§ PROMPT: Find the lines holding the string "block" in the data, then copy all of them.

§ PROVIDED RECORDS:

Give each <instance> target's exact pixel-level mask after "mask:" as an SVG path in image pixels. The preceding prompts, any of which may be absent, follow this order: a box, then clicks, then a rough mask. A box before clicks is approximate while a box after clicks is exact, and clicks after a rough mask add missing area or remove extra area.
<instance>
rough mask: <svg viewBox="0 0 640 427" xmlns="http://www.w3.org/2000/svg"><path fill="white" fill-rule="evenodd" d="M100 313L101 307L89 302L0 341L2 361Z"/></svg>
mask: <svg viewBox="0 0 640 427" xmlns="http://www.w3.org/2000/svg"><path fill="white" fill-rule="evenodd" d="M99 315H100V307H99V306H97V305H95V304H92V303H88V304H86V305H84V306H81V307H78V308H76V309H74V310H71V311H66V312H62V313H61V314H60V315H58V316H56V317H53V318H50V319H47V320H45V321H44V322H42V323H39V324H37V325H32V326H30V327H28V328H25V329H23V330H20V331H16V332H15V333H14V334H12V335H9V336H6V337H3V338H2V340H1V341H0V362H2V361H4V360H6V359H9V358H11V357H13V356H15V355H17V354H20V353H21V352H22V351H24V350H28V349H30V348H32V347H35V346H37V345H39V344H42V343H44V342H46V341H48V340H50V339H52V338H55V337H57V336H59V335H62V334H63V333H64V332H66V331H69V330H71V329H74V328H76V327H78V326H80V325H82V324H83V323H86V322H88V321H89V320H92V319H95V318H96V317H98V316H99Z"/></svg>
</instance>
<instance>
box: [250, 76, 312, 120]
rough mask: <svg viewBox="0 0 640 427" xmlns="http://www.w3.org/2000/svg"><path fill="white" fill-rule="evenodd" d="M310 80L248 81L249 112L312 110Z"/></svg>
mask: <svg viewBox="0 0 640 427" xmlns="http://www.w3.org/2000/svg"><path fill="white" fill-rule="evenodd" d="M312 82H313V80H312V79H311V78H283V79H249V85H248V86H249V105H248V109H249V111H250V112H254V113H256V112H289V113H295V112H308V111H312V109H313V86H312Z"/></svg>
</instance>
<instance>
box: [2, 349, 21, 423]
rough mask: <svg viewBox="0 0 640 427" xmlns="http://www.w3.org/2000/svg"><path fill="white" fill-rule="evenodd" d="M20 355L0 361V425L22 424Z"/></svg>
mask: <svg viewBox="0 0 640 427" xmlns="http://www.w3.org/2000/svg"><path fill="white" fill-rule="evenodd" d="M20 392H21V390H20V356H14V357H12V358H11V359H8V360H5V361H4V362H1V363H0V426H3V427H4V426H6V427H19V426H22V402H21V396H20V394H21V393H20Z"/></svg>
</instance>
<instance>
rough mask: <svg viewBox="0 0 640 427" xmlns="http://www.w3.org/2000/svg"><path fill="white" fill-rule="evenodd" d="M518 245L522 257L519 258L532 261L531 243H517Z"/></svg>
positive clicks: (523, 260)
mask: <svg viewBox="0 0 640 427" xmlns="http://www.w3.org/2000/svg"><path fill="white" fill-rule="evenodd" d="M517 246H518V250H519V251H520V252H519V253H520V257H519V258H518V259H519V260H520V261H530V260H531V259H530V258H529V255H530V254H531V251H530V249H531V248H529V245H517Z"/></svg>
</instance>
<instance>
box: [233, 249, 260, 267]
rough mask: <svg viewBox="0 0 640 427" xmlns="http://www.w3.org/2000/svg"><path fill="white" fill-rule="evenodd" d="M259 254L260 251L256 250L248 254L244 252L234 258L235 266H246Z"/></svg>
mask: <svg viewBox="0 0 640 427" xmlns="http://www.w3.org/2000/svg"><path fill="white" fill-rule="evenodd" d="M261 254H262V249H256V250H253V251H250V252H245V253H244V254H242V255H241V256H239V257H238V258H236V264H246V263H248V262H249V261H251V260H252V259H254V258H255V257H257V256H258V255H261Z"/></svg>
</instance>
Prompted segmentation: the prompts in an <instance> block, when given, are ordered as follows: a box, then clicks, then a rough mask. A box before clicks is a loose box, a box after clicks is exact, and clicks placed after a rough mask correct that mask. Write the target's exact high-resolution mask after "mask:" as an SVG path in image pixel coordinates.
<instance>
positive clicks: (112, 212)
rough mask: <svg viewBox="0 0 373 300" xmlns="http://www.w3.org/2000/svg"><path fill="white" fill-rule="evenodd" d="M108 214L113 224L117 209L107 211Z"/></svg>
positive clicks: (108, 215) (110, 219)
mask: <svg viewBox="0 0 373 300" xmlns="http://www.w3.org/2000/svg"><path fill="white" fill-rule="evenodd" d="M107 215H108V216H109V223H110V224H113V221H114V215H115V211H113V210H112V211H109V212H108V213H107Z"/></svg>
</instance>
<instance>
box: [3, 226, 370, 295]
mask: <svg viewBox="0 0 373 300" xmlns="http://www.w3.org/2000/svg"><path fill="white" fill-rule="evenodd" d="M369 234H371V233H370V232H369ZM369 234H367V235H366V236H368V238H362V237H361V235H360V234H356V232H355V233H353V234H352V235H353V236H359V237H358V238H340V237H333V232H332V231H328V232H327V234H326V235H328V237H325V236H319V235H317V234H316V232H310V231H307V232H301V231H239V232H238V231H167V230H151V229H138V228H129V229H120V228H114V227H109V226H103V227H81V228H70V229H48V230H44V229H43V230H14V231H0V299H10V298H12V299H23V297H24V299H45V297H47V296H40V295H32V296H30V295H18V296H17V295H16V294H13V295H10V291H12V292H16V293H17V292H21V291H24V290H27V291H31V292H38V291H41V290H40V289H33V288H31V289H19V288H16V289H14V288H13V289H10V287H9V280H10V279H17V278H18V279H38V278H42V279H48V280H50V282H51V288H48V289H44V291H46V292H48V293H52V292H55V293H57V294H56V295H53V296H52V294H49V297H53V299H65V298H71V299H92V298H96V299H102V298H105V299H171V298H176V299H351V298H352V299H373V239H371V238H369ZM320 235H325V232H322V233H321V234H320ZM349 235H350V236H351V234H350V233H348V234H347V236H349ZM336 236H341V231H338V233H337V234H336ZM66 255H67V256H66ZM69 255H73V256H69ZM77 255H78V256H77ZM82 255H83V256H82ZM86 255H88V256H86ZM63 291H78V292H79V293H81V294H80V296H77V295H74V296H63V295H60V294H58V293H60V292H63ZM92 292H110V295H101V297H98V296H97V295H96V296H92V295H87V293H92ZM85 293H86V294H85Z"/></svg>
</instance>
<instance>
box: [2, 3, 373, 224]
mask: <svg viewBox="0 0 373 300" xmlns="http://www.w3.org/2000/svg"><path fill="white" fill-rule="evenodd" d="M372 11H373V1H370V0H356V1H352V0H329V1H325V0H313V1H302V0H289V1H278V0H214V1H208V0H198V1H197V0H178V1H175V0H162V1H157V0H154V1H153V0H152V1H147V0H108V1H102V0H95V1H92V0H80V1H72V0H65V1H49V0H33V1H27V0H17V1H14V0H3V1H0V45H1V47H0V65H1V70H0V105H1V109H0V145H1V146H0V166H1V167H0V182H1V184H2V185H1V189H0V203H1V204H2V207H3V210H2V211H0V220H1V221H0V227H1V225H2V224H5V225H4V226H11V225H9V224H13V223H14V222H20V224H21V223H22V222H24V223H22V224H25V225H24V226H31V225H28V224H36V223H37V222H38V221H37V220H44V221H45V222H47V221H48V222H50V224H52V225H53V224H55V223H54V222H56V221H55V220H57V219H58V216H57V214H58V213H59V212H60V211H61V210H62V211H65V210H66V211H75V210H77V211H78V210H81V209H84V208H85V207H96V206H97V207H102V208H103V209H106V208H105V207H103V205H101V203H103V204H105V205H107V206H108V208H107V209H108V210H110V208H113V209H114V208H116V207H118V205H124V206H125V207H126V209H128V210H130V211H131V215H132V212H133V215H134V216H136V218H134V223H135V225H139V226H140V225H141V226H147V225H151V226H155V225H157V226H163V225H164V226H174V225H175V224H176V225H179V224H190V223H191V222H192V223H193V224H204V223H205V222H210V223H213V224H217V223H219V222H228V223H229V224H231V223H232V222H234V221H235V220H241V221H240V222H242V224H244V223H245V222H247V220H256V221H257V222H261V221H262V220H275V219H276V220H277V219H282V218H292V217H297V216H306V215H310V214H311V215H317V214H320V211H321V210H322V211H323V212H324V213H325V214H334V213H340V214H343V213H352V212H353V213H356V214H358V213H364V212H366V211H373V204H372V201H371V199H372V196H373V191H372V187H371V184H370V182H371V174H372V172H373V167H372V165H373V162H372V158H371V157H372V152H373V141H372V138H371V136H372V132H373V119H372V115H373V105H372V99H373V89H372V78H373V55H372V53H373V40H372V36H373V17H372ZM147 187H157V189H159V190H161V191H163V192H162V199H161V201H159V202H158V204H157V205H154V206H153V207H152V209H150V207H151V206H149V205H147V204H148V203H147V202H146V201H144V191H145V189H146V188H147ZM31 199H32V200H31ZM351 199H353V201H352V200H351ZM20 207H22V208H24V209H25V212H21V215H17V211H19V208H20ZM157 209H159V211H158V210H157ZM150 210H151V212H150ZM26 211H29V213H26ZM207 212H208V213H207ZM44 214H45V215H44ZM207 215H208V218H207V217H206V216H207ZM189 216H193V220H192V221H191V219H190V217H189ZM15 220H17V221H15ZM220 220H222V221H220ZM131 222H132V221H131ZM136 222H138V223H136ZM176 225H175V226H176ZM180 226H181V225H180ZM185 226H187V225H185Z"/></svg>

* * *

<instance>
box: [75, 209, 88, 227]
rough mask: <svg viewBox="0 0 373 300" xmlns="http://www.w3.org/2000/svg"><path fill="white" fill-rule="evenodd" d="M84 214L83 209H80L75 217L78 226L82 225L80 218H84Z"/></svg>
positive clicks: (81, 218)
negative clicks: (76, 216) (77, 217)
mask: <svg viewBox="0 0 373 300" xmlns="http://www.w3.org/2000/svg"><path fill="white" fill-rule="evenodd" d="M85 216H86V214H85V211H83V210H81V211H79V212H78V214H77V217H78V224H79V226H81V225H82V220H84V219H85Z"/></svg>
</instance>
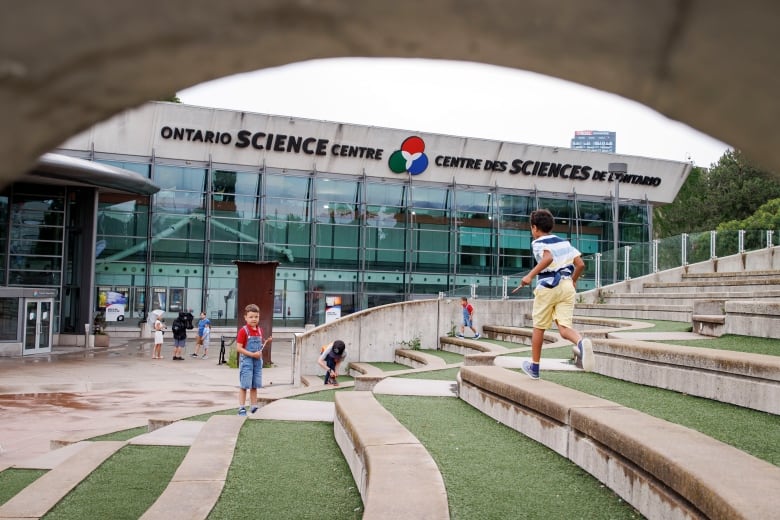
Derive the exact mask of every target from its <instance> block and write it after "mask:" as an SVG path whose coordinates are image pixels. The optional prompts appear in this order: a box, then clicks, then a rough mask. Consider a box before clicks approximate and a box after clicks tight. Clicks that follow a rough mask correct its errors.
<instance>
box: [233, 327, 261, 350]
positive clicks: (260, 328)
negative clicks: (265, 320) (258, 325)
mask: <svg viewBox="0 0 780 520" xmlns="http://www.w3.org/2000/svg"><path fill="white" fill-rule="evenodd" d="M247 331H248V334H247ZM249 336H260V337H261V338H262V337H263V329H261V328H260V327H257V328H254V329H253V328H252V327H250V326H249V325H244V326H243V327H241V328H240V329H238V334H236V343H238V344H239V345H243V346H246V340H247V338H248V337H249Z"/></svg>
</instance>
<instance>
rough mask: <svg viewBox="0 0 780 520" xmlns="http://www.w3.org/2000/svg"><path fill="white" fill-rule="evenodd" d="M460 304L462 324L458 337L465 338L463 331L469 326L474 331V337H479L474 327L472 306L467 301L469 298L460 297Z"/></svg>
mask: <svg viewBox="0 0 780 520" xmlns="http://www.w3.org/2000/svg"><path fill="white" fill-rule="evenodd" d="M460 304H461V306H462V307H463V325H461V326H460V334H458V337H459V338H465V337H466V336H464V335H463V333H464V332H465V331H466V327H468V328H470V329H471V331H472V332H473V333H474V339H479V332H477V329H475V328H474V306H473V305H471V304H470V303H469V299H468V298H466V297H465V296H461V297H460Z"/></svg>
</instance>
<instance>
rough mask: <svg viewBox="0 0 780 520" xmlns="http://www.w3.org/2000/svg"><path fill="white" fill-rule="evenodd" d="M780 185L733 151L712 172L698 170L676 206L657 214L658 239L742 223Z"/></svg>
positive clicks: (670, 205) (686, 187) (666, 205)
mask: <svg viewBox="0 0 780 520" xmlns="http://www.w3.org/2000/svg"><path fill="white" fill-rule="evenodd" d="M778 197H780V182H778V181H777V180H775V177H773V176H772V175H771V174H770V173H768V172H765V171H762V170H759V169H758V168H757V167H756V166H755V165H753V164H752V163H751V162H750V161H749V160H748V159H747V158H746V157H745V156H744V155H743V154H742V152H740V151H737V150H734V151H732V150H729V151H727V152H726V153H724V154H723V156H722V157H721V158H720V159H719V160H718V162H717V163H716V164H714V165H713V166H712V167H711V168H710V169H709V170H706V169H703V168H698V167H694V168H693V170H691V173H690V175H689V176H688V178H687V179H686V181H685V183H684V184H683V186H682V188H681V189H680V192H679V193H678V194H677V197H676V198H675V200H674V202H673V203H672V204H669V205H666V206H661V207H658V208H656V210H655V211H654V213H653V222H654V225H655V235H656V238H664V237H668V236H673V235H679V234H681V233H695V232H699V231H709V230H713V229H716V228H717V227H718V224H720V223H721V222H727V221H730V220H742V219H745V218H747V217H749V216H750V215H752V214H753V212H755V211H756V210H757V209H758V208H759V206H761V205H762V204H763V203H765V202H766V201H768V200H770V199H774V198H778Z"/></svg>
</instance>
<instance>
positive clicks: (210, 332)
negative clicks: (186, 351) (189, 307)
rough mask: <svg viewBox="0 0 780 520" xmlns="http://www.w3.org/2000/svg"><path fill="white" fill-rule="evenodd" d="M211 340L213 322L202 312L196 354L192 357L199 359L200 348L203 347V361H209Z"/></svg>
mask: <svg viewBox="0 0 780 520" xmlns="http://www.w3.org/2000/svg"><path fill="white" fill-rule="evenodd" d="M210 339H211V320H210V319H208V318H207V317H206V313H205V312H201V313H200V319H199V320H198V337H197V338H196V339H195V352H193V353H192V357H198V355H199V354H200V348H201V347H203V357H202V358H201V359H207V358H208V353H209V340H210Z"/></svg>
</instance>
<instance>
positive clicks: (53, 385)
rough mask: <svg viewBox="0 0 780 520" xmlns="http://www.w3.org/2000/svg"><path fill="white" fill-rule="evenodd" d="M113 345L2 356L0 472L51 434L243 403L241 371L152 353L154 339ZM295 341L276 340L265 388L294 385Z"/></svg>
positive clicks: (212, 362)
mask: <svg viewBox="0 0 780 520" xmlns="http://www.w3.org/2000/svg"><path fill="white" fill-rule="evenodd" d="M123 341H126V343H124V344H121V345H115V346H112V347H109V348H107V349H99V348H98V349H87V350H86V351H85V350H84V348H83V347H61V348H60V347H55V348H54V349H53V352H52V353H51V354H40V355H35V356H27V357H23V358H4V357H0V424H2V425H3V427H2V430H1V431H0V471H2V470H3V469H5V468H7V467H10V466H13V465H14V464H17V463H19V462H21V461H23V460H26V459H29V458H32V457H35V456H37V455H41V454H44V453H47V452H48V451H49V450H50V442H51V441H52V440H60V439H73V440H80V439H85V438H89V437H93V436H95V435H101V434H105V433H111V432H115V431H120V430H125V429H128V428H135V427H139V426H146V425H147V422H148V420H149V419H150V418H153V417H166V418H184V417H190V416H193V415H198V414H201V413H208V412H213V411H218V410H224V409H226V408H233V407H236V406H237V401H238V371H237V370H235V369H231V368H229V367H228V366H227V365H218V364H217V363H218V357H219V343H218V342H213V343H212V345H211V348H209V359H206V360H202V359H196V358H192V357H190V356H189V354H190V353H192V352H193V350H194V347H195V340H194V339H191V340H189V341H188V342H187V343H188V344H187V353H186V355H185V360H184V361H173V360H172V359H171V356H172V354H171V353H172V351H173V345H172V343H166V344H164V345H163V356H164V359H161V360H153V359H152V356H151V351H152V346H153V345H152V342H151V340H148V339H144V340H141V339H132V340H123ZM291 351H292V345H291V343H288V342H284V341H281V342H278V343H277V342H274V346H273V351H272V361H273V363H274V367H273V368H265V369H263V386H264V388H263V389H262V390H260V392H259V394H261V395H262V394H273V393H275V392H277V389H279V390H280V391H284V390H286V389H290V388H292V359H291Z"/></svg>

§ ANSWER TO THIS PROBLEM:
Prompted segmentation: the prompts in an <instance> block, when given, are ordered as follows: a box, then clicks, then a rough mask. A box before clicks is a loose box, a box after clicks is exact, and clicks placed after a rough mask correct that mask. Write the target's exact high-resolution mask after "mask:" as an SVG path in image pixel coordinates.
Derive the exact mask of every target from its <instance> block and write it after "mask:" as an SVG path whose coordinates are image pixels. The optional prompts appear in this order: a box, then clicks, then a rough mask. Consider a box before clicks approximate and a box after clicks tight. Clicks that follow a rough mask correct its errors.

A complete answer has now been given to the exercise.